## SHORT PROBLEM:
Repeat each line of the material exactly.

(Labeled-object pointing entries)
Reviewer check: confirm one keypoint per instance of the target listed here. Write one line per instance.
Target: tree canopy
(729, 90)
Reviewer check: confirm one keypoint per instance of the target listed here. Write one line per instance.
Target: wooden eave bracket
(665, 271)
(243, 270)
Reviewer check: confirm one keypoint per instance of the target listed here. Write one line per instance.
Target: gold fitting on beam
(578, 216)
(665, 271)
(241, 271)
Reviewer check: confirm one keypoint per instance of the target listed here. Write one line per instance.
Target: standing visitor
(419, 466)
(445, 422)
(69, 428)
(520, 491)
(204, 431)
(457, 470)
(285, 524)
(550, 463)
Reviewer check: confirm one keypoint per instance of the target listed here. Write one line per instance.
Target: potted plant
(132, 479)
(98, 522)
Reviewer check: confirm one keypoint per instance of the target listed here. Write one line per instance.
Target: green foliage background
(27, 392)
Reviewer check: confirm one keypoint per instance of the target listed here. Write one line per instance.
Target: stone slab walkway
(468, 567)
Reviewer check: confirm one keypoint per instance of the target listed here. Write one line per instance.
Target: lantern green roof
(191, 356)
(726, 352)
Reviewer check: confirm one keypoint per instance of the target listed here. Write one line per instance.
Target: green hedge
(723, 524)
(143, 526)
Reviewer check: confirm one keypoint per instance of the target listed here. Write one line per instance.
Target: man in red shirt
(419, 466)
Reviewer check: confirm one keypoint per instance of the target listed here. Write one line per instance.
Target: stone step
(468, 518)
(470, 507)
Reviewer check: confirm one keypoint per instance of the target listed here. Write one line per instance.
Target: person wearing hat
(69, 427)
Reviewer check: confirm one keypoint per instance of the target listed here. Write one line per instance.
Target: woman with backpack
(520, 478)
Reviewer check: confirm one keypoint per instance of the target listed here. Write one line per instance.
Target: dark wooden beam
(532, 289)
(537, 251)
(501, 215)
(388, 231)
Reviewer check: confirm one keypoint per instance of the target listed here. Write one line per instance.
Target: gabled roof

## EXPECTED ANSWER:
Reviewer check: confirm one keypoint per instance of the target listed here. Write one line per instance.
Target: tree canopy
(729, 90)
Reviewer check: confirm one keypoint per instance of the target listed here. Write one line per instance.
Target: wooden eave bracket
(665, 271)
(243, 270)
Reviewer check: confirm one keypoint per instance of the target listed here. Write one line per instance.
Target: gold fitting on beam
(578, 216)
(665, 271)
(241, 271)
Reviewer check: confirm one keypoint per instance of the target listed here. Write one line per instance.
Target: standing visitor
(419, 466)
(445, 422)
(69, 428)
(520, 491)
(204, 431)
(457, 470)
(285, 524)
(550, 463)
Reviewer check: confirm one keypoint per instance of the target listed here. Write one line per instance.
Target: potted plant
(132, 479)
(98, 522)
Reviewer check: confirm one keypoint per instance of the target listed here. Write one line per instance.
Target: green foliage background
(27, 392)
Reviewer check: confirm one keypoint per instance of the target listed here. Write one line per instance.
Target: stone slab walkway
(468, 567)
Reviewer check: confirm one keypoint per instance of the target listed here. Write one line per instance.
Target: lantern green roof
(191, 356)
(726, 352)
Reviewer check: confirm one keypoint per instance of the target listed here. Write one line per instance.
Target: green hedge
(723, 524)
(143, 526)
Reviewer check: confirm one keypoint per instance of the target listed here. Write one line per instance.
Target: man in red shirt
(419, 466)
Reviewer check: confirm one keypoint per instance of the target listed here. Write one line per instance.
Target: stone step
(468, 518)
(470, 507)
Reviewer check: confirm one keypoint per instance of the target listed here. Write one line per instance.
Target: person wearing hat
(69, 427)
Reviewer check: confirm one keypoint per instance of the target listed here. Write one line per instance.
Target: woman with backpack
(520, 478)
Reviewer check: confirm one keypoint per instance of the target listed here. Write one line per instance.
Target: dark wooden beam
(532, 289)
(537, 251)
(501, 215)
(388, 231)
Reviewer check: confirm one keypoint per instance of the target listed here. Write one line per instance.
Target: gabled roof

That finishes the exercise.